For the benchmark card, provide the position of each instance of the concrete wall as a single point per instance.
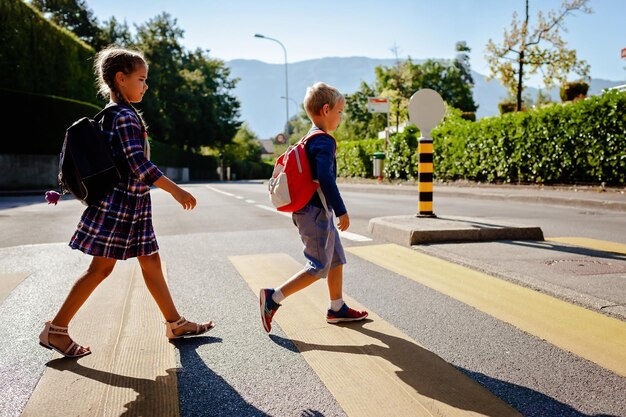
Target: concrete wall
(25, 172)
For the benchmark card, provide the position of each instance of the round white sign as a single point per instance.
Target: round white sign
(426, 109)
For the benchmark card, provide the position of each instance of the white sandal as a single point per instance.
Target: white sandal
(200, 328)
(73, 349)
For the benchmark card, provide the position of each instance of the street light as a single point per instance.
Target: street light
(292, 100)
(258, 35)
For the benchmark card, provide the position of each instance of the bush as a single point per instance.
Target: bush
(574, 90)
(507, 107)
(354, 158)
(402, 158)
(584, 142)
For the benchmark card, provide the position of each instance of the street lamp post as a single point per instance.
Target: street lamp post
(258, 35)
(293, 101)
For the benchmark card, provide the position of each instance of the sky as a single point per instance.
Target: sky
(419, 29)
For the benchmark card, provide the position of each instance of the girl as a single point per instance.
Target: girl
(120, 226)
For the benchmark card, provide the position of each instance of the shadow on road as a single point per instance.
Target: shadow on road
(415, 361)
(576, 250)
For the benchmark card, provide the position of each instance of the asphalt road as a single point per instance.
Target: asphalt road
(240, 371)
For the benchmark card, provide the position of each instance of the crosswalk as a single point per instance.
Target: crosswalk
(371, 368)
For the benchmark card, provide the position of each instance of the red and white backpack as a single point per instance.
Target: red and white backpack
(292, 184)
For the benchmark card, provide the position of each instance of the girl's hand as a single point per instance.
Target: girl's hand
(185, 199)
(344, 222)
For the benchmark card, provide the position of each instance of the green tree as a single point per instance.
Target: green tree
(525, 50)
(73, 15)
(462, 86)
(244, 147)
(358, 123)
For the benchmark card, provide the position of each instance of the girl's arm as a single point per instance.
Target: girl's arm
(185, 198)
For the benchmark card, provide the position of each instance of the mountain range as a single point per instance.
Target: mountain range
(261, 87)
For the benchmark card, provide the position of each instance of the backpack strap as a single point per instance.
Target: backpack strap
(102, 112)
(305, 138)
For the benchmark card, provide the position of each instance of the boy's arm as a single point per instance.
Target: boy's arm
(324, 158)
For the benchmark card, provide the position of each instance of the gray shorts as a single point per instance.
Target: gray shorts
(322, 246)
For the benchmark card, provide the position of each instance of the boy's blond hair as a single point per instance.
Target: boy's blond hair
(319, 94)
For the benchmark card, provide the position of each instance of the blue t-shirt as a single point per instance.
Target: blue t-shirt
(320, 150)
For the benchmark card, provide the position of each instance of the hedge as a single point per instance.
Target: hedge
(40, 57)
(583, 142)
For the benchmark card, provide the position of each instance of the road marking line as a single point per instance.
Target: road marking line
(273, 210)
(370, 367)
(354, 236)
(9, 281)
(219, 191)
(588, 334)
(132, 370)
(601, 245)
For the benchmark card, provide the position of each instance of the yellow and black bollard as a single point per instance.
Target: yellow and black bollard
(425, 177)
(426, 109)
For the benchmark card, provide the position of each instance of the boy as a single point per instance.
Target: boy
(322, 247)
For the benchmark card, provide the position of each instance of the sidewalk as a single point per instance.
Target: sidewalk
(608, 198)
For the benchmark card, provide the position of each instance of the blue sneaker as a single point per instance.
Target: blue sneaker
(268, 308)
(345, 313)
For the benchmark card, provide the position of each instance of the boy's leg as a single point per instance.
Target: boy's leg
(338, 311)
(297, 282)
(335, 283)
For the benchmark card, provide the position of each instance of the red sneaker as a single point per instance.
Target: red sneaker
(345, 314)
(268, 308)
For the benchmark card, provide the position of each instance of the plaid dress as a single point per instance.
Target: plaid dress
(120, 226)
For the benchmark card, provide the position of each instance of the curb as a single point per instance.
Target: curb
(409, 230)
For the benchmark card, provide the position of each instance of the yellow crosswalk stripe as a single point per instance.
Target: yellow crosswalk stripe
(588, 334)
(371, 368)
(601, 245)
(8, 282)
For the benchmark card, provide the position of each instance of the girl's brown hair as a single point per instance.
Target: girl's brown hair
(108, 62)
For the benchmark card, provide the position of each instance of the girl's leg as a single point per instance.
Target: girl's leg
(98, 270)
(155, 281)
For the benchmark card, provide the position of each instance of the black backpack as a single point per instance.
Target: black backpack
(87, 168)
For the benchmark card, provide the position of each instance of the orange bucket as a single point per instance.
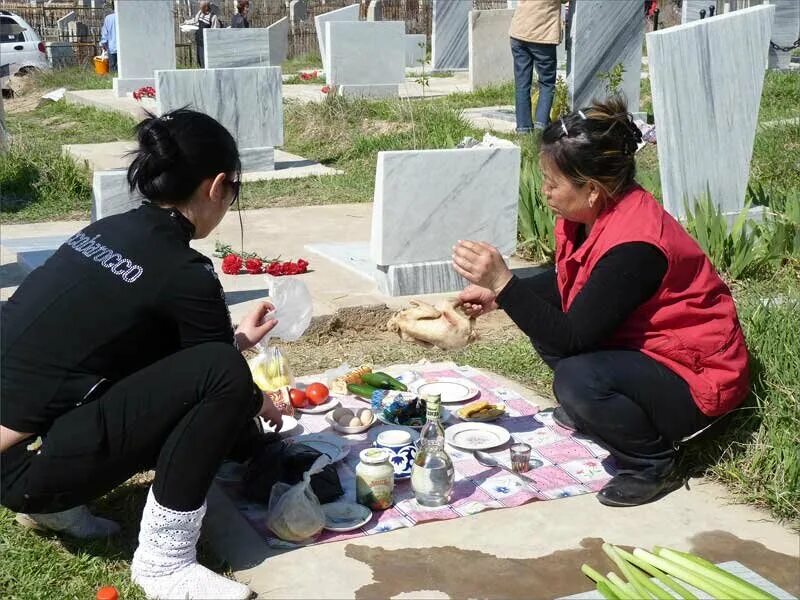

* _Stated task_: Please rescale the records from the line containing "brown hair as a single point per instance." through the end of the records, both included: give every line again, requests included, with each point coordinate in the answers multiplied by 1.45 and rounded to a whole number, halves up. Leave the pictures out.

* _Answer to the problem_:
For the benchmark card, provide the position of each instance of the girl's brown hair as a single point per instance.
Target: girl's brown hair
(157, 90)
For the benchmark card, provide the position of each instance of the girl's leg as a single point per instance.
Target: girl's leg
(142, 392)
(225, 407)
For the benchmark card, provide the position of each instance of the black backpack as a single point per instance.
Target: black backpack
(126, 244)
For the benchmark card, provide the position of each instance of the orange bucket as a single point per instance.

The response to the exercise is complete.